■ **Exercise**
Return the data below, unchanged.

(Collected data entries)
------------------------------

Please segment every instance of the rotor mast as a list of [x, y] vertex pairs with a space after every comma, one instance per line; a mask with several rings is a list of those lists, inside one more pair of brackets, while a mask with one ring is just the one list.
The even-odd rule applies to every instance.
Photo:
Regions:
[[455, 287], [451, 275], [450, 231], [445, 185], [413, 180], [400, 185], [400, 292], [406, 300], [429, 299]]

------------------------------

■ **The completed task**
Please segment every instance of the rotor mast as a list of [x, y] vertex pairs with a space after every comma, one instance per line; a mask with several rings is a list of those lists, inside one more pair of brackets, while a mask with one ring is just the one list.
The even-odd rule applies to every instance.
Photo:
Regions:
[[455, 287], [451, 275], [450, 231], [445, 185], [413, 180], [400, 185], [400, 292], [406, 300], [429, 299]]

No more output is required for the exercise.